Extract exactly the range of lines bounded by the line containing "Could you locate the orange" and the final line of the listing, both ends included, and no other lines.

(Records from a data collection)
-- START --

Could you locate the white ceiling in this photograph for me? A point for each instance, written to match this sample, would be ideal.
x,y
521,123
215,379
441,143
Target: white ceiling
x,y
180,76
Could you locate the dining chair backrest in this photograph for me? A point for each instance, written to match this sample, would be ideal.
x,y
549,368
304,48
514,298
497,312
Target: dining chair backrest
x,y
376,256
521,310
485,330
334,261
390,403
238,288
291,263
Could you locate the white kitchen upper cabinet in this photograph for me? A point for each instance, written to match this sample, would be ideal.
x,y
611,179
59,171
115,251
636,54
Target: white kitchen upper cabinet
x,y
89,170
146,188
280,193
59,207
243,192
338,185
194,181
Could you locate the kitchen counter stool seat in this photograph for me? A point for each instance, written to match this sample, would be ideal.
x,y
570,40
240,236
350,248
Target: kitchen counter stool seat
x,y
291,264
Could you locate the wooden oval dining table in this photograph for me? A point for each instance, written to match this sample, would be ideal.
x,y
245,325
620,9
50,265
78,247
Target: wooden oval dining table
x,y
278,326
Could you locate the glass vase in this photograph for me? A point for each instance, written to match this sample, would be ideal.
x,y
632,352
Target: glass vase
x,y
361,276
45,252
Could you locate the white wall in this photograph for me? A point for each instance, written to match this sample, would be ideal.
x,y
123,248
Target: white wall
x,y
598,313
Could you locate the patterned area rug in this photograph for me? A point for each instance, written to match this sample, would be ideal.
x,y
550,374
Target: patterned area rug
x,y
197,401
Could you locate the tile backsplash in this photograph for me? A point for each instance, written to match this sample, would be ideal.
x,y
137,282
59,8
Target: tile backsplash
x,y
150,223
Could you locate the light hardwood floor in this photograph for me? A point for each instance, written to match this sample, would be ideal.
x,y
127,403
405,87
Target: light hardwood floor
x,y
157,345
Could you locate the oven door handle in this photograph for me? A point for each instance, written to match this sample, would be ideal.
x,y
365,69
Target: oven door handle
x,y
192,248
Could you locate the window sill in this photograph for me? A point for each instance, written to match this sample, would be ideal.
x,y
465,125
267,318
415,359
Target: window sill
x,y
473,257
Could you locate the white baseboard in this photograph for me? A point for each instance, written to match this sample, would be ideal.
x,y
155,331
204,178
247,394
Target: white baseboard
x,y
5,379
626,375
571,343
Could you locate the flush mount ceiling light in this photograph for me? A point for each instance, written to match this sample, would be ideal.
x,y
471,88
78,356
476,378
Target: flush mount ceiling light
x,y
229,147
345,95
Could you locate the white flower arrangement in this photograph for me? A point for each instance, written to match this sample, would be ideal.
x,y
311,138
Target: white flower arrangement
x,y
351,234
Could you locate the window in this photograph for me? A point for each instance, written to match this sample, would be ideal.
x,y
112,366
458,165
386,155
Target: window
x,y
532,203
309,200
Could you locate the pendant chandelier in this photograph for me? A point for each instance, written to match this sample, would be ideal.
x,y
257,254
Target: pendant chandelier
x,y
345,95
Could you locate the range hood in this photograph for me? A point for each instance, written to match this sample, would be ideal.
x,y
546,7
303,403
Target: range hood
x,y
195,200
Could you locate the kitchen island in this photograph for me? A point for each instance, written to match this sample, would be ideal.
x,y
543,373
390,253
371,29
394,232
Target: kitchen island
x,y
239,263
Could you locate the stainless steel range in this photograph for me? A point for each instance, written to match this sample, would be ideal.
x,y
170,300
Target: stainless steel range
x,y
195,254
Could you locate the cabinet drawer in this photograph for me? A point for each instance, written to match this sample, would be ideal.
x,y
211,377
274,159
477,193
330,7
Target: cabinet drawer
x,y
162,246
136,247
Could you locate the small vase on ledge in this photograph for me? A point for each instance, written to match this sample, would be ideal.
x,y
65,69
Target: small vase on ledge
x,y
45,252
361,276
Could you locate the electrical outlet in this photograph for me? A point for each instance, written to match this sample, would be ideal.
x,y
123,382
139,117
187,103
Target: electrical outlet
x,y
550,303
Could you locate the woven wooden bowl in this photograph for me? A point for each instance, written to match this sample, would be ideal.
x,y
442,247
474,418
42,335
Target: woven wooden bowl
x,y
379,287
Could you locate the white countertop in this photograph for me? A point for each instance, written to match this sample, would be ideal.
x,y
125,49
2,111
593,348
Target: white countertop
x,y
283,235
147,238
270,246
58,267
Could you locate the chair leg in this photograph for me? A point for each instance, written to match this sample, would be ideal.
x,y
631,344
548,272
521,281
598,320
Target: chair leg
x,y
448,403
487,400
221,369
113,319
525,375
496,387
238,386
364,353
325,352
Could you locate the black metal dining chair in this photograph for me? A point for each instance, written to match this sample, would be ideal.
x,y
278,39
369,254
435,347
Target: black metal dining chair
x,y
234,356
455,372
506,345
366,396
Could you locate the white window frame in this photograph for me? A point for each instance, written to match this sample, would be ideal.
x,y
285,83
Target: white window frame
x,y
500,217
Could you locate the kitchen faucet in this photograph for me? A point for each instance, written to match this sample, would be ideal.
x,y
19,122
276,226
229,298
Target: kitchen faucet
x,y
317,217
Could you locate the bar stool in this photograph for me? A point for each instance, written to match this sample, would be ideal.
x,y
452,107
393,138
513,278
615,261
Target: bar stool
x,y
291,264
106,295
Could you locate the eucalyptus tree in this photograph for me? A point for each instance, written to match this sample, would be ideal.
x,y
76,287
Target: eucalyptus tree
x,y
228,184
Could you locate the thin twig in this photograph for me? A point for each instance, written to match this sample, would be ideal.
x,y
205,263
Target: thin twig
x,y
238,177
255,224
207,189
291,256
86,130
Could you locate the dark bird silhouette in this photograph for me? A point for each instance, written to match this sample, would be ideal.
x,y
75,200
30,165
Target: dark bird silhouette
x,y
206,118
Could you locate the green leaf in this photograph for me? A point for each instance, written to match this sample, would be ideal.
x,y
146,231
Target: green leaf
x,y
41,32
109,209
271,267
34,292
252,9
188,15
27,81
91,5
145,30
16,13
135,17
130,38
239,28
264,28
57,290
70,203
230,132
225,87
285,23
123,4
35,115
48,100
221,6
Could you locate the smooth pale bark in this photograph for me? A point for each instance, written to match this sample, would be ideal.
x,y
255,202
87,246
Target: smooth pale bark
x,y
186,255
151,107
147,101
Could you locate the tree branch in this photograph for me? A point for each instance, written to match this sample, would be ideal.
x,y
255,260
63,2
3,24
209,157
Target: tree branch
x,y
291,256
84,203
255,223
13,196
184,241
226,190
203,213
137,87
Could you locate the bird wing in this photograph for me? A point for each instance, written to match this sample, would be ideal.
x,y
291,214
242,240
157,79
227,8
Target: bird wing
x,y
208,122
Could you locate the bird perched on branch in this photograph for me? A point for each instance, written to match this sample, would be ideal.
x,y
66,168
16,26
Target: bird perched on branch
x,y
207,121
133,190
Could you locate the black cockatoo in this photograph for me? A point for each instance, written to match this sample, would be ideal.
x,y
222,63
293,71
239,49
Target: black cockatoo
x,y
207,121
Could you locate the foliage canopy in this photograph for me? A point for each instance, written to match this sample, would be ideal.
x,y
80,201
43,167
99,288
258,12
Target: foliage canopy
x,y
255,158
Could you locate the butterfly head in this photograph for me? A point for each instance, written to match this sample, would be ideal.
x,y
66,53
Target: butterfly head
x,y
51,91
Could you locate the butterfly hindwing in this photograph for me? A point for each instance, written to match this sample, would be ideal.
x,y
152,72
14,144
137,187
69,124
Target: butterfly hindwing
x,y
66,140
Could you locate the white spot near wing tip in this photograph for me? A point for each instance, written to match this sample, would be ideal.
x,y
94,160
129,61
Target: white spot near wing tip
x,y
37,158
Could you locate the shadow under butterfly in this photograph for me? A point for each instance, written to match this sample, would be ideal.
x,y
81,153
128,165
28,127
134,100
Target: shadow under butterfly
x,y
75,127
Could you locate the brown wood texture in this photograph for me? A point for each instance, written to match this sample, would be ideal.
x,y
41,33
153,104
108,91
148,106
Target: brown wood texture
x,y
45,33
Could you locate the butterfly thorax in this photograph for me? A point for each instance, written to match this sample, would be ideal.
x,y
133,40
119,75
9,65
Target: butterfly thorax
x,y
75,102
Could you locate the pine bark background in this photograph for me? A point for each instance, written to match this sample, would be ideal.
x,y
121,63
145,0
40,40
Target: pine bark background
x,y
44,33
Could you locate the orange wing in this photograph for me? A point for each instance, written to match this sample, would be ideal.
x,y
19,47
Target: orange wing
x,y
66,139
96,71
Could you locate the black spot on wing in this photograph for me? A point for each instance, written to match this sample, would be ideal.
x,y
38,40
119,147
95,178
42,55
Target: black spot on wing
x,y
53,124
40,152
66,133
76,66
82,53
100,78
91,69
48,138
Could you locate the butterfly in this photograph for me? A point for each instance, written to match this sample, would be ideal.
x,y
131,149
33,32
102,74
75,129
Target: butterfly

-- END --

Written response —
Could you locate the orange wing in this photograph for me? A point for each instance, written to match this sample, would be ideal.
x,y
19,47
Target: orange wing
x,y
66,139
96,71
Could you locate the black spot on wing in this photograph for me? A point for each instance, written to match this sample, would be ideal.
x,y
38,40
119,147
95,178
42,55
Target: black spot on wing
x,y
53,124
40,152
66,133
76,66
82,53
100,78
91,69
48,138
Could you locate the butterfly in this photograph for me? A point for each instance, written to match this sample, would be ideal.
x,y
131,149
33,32
102,74
75,129
Target: butterfly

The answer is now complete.